**REQUIREMENT**
Turn every line of the listing below into a numbered list, leaving out any blank lines.

**AVAILABLE DATA**
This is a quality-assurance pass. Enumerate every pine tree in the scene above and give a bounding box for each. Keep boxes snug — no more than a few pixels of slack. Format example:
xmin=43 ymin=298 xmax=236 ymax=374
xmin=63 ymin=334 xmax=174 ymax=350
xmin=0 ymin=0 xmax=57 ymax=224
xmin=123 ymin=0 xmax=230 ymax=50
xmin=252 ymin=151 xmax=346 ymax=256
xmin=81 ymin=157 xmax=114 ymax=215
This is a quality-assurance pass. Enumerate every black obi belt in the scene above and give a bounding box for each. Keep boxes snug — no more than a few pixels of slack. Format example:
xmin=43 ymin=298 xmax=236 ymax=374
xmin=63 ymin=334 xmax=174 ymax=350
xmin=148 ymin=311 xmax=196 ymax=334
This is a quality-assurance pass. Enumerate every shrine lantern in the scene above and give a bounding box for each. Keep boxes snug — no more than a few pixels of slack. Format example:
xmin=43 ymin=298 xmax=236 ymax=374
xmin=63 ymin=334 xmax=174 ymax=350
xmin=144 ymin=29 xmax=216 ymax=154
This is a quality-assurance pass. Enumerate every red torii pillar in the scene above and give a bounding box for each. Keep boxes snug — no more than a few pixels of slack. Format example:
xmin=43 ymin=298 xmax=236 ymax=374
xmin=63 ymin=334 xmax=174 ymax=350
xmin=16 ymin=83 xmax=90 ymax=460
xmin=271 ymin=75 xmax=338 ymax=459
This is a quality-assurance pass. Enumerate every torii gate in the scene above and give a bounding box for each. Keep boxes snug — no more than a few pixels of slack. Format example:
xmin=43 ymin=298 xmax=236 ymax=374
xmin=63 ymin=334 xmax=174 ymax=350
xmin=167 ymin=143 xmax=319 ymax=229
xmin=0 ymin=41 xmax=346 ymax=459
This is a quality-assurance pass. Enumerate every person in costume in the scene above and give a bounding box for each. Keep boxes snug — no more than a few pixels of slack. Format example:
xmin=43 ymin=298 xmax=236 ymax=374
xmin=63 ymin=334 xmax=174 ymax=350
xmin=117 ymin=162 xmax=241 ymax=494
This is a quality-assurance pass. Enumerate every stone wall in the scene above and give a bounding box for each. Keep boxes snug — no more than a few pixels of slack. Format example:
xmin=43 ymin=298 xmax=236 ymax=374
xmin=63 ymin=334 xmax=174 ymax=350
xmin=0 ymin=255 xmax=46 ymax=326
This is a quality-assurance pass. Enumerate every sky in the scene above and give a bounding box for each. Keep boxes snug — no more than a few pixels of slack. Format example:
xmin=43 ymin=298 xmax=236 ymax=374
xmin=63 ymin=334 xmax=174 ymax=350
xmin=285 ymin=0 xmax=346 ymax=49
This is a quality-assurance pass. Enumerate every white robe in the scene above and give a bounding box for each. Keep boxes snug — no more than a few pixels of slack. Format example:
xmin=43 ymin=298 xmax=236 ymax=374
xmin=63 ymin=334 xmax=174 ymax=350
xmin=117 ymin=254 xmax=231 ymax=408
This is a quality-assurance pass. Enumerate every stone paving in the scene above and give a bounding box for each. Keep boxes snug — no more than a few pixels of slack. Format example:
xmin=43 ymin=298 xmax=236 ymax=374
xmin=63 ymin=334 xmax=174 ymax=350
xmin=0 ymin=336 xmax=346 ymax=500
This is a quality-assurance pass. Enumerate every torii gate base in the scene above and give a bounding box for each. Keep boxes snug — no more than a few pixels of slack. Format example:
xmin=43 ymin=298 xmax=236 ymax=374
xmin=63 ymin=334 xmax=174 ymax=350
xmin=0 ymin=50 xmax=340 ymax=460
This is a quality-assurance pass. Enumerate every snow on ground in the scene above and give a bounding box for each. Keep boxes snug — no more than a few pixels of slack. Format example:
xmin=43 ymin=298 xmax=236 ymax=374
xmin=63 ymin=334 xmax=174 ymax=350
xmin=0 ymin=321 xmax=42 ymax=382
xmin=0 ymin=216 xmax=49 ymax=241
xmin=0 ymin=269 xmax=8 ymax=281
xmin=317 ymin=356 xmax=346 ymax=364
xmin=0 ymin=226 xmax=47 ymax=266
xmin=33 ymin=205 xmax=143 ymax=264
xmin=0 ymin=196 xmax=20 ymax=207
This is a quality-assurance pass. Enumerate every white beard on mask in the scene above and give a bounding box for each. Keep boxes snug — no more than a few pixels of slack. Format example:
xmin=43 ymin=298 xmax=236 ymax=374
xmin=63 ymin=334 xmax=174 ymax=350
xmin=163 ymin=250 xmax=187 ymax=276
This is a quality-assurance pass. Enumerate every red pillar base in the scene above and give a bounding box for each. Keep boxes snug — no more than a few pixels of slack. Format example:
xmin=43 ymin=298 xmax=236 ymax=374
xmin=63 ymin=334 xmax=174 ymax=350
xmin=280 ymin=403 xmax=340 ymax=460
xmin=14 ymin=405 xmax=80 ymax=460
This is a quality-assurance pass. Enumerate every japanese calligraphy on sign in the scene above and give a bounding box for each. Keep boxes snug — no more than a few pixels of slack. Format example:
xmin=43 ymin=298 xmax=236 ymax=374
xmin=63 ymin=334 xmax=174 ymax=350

**FULL OUTPUT**
1. This is a quality-assurance pass. Enumerate every pine tree in the scene above and give a bounding box for each. Keep boxes snug — no more than a few pixels of slack. Format example:
2. xmin=43 ymin=298 xmax=236 ymax=374
3. xmin=63 ymin=334 xmax=174 ymax=350
4. xmin=0 ymin=0 xmax=57 ymax=224
5. xmin=123 ymin=0 xmax=230 ymax=50
6. xmin=252 ymin=151 xmax=346 ymax=256
7. xmin=81 ymin=157 xmax=114 ymax=215
8. This is a quality-assurance pass. Enumerate every black obi belt in the scene above and give a bounding box for each. Keep boxes snug — no more than a few pixels of slack. Format example:
9. xmin=43 ymin=298 xmax=236 ymax=374
10. xmin=63 ymin=334 xmax=174 ymax=350
11. xmin=148 ymin=311 xmax=196 ymax=334
12. This is a quality-assurance pass. Enumerate every shrine lantern in the scene above and give a bounding box for each. Keep boxes snug — no more than a few pixels of slack. Format example:
13. xmin=43 ymin=298 xmax=236 ymax=374
14. xmin=63 ymin=334 xmax=174 ymax=350
15. xmin=144 ymin=29 xmax=216 ymax=154
16. This is a quality-assurance pass. Enumerate every red torii pillar in the scene above and give a bounding box for each. Keep boxes snug — no more than a few pixels of slack. Format example:
17. xmin=43 ymin=298 xmax=236 ymax=374
18. xmin=63 ymin=334 xmax=174 ymax=350
19. xmin=16 ymin=83 xmax=90 ymax=460
20. xmin=271 ymin=75 xmax=338 ymax=459
21. This is a quality-assurance pass. Enumerate every torii gate in the scene above and give a bounding box for each. Keep boxes snug — no more than a few pixels of slack. Format example:
22. xmin=43 ymin=298 xmax=236 ymax=374
23. xmin=63 ymin=334 xmax=174 ymax=350
24. xmin=167 ymin=143 xmax=319 ymax=229
25. xmin=0 ymin=41 xmax=346 ymax=459
26. This is a quality-assurance pass. Enumerate every person in costume in the scene above and give a bounding box for each. Keep boxes snug — no more than a few pixels of slack. Format example:
27. xmin=43 ymin=298 xmax=236 ymax=374
28. xmin=63 ymin=334 xmax=174 ymax=350
29. xmin=117 ymin=162 xmax=241 ymax=494
30. This is a quality-assurance pass. Enumerate every stone wall in the scene above and give a bounding box for each. Keep boxes snug — no more than a few pixels of slack. Format example:
31. xmin=43 ymin=298 xmax=236 ymax=374
32. xmin=63 ymin=334 xmax=174 ymax=350
33. xmin=0 ymin=255 xmax=46 ymax=326
34. This is a quality-assurance pass. Enumerate every sky in the scene above and give a bounding box for each. Keep boxes snug — no more than a few pixels of slack. Format example:
35. xmin=43 ymin=298 xmax=236 ymax=374
36. xmin=63 ymin=334 xmax=174 ymax=350
37. xmin=285 ymin=0 xmax=346 ymax=49
38. This is a quality-assurance pass. Enumerate every white robe in the scene above and give a bounding box for each. Keep boxes snug — no more than a few pixels of slack. Format example:
39. xmin=43 ymin=298 xmax=236 ymax=374
40. xmin=63 ymin=334 xmax=174 ymax=350
41. xmin=117 ymin=254 xmax=231 ymax=408
42. This is a quality-assurance pass. Enumerate every stone paving in the scene above and give a bounding box for each. Keep boxes snug — no more than a few pixels of slack. Format example:
43. xmin=43 ymin=298 xmax=236 ymax=374
44. xmin=63 ymin=334 xmax=174 ymax=350
45. xmin=0 ymin=336 xmax=346 ymax=500
46. This is a quality-assurance pass. Enumerate every torii gate base in the scene above and give a bounding box for each. Keep boxes snug — no more than a few pixels of slack. Format example:
47. xmin=43 ymin=298 xmax=236 ymax=374
48. xmin=63 ymin=334 xmax=174 ymax=350
49. xmin=0 ymin=50 xmax=340 ymax=460
50. This is a quality-assurance pass. Enumerate every snow on ground in the scene above and give a bounding box for each. Keep boxes snug — no more than a few pixels of slack. Format example:
51. xmin=43 ymin=298 xmax=236 ymax=374
52. xmin=63 ymin=334 xmax=174 ymax=350
53. xmin=0 ymin=321 xmax=42 ymax=382
54. xmin=0 ymin=216 xmax=49 ymax=241
55. xmin=0 ymin=269 xmax=8 ymax=281
56. xmin=317 ymin=356 xmax=346 ymax=364
57. xmin=0 ymin=226 xmax=47 ymax=266
58. xmin=33 ymin=205 xmax=143 ymax=264
59. xmin=0 ymin=196 xmax=20 ymax=207
60. This is a quality-assurance pass. Enumerate every white beard on mask in the scene above and give a bounding box for each. Keep boxes snug — no more than a few pixels of slack. Format example:
61. xmin=43 ymin=298 xmax=236 ymax=374
62. xmin=63 ymin=334 xmax=174 ymax=350
63. xmin=163 ymin=250 xmax=187 ymax=276
64. This is a quality-assurance pass. Enumerate every red pillar base in the scene above and give a bounding box for each. Keep boxes snug — no more than a few pixels of slack. Format example:
65. xmin=43 ymin=298 xmax=236 ymax=374
66. xmin=63 ymin=334 xmax=174 ymax=350
67. xmin=280 ymin=403 xmax=340 ymax=460
68. xmin=14 ymin=405 xmax=80 ymax=460
69. This is a quality-assurance pass. Enumerate every japanese calligraphy on sign in the scene above and give a bounding box for each. Keep boxes snug — no more than a few pixels of slack. Format example:
70. xmin=43 ymin=298 xmax=236 ymax=374
71. xmin=63 ymin=334 xmax=174 ymax=350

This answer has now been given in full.